DATA TO USE Start Marker

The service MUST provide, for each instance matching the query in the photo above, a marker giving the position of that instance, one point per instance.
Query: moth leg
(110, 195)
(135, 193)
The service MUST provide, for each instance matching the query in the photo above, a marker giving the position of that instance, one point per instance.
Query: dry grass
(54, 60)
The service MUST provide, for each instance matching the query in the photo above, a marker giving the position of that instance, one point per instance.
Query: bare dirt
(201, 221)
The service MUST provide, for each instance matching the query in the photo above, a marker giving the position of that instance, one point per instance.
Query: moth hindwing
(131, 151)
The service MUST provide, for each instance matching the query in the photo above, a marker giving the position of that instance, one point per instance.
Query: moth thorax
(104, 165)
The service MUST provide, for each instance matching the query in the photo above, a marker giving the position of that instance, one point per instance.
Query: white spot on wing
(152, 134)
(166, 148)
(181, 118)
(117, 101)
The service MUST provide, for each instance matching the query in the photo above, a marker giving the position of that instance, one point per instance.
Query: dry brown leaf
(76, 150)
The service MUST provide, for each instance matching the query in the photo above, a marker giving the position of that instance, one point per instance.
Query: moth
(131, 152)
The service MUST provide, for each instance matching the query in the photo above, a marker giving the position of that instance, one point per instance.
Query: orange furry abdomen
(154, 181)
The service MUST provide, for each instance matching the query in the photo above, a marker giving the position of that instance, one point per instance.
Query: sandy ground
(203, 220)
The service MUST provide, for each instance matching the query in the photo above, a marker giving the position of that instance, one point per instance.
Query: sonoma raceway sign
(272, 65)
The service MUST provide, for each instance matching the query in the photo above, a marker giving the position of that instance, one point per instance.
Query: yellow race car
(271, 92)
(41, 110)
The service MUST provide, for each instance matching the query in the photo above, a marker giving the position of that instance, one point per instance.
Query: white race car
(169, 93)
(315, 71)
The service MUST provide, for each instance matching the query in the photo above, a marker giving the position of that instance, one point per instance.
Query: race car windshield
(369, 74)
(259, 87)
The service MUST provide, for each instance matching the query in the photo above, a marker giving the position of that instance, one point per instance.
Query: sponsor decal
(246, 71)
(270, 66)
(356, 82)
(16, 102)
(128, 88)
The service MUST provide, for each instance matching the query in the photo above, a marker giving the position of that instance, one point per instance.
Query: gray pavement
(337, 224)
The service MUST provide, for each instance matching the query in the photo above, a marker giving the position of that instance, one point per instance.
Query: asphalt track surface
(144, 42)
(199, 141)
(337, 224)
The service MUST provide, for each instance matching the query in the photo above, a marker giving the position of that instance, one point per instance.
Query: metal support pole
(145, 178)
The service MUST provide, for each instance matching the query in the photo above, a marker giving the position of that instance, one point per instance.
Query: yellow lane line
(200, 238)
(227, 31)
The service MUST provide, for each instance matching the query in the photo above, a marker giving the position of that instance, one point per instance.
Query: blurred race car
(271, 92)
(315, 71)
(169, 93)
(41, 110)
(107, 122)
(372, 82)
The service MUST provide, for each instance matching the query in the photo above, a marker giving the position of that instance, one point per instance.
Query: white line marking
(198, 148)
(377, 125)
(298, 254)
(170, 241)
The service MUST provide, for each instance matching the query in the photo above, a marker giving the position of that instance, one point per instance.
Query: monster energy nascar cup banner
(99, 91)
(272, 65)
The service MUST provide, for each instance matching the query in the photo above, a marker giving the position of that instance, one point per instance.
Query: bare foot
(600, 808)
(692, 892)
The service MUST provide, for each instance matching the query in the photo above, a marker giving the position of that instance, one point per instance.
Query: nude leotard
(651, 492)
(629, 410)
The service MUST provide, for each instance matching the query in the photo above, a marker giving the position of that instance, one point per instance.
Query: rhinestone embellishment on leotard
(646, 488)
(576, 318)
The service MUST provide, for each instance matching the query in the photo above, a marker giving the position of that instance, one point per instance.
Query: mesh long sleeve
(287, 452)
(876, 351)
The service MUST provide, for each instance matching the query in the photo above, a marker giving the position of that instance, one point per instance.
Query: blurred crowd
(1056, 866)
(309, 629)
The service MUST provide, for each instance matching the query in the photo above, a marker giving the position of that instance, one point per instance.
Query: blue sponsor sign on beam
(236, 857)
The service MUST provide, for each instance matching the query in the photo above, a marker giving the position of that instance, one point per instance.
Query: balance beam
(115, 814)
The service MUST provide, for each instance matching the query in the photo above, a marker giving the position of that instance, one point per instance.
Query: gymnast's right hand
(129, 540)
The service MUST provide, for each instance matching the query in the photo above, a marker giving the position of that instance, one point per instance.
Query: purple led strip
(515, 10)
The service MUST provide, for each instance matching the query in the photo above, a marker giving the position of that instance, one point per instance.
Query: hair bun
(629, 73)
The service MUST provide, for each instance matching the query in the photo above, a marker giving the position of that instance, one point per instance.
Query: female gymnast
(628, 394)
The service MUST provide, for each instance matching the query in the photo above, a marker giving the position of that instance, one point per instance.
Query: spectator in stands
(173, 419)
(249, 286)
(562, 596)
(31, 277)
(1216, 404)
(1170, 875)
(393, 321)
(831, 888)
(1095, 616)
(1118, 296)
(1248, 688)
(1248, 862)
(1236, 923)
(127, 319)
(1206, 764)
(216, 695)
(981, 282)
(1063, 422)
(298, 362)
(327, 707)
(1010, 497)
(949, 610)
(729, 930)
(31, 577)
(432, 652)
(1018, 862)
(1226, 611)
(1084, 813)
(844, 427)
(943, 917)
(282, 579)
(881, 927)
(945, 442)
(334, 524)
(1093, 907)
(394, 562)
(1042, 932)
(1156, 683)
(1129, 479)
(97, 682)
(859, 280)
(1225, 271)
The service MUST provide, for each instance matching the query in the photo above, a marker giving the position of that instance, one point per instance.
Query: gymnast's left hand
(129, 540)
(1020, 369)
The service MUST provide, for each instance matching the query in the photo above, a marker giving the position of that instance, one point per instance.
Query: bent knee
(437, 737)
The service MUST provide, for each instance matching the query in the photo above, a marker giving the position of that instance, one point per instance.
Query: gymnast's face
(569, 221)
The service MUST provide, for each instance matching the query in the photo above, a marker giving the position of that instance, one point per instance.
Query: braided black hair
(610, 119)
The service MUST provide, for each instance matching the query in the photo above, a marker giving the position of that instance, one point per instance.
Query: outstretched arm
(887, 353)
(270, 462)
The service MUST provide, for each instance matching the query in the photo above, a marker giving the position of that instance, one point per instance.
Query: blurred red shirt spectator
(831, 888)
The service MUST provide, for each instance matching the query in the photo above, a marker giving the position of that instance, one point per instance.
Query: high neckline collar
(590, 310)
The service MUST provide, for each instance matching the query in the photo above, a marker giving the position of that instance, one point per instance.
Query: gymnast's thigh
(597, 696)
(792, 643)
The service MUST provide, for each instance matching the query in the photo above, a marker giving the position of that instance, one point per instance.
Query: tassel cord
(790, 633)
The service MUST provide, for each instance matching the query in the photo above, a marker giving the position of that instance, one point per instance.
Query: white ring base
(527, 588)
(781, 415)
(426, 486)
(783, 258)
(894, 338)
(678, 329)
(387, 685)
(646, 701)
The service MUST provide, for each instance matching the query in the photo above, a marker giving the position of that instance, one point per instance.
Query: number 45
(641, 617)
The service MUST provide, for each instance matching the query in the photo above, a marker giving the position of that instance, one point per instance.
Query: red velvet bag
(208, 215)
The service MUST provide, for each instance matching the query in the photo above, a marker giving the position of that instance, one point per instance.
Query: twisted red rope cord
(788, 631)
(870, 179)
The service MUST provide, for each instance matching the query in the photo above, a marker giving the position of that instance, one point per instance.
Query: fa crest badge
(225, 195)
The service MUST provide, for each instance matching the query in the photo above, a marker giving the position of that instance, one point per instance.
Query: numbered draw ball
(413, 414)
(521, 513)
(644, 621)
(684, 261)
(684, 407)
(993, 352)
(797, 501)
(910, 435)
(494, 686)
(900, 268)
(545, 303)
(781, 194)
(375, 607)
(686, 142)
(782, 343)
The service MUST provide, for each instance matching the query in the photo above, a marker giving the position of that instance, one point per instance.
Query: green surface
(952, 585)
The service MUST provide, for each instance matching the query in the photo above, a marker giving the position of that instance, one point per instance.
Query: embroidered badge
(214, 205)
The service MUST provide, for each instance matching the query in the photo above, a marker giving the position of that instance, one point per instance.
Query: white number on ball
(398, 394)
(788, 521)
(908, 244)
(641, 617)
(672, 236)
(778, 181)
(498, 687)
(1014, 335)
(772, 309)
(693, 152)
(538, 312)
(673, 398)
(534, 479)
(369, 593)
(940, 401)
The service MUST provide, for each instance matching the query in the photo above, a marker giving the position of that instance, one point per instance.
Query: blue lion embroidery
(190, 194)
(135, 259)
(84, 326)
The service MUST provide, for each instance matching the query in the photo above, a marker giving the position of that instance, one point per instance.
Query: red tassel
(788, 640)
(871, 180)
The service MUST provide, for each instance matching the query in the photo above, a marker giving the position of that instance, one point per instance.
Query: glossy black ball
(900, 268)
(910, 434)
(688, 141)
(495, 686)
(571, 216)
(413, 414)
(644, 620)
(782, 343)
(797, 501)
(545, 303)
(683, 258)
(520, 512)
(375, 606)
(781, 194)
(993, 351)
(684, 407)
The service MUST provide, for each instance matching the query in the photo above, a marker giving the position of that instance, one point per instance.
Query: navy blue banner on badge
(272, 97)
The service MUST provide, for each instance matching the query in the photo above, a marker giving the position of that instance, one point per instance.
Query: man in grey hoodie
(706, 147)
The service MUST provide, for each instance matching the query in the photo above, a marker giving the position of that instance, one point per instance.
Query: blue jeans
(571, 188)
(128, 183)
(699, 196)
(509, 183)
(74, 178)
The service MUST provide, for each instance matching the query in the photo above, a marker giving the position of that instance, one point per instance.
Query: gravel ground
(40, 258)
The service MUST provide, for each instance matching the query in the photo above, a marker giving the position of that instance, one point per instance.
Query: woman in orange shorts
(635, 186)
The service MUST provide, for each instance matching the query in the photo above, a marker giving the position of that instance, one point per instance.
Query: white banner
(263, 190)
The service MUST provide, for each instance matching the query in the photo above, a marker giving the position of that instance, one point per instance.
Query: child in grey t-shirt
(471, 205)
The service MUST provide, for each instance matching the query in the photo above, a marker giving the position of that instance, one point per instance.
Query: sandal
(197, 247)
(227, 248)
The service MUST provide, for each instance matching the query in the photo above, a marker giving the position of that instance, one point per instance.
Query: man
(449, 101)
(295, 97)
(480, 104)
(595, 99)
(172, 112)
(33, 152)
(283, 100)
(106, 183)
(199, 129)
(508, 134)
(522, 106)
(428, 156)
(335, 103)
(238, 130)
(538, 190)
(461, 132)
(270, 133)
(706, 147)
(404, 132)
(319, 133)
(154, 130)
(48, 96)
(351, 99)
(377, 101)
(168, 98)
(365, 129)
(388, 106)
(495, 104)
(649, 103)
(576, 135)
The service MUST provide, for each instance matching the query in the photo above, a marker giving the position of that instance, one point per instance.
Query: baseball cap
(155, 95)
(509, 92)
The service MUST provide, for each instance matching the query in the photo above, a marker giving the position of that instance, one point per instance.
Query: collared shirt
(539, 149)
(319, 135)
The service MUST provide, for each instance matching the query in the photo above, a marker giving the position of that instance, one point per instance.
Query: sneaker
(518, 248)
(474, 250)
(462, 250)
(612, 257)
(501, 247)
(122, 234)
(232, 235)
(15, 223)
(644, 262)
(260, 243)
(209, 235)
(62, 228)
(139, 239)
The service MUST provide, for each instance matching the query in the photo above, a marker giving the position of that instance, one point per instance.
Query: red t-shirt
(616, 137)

DATA TO USE End Marker

WHAT YOU NEED TO DO: Take the line that contains "Query: sneaker" and each line after it down to the last of the records, and retype them exactly; add nothing else.

ANSWER:
Query: sneaker
(518, 248)
(474, 250)
(462, 250)
(612, 257)
(501, 247)
(122, 234)
(232, 235)
(15, 223)
(644, 262)
(260, 243)
(209, 235)
(62, 228)
(139, 239)
The service MUST provide, for each instance matching the query in the photo above, a marker giving the position of that instance, one point per instance.
Query: red t-shirt
(616, 137)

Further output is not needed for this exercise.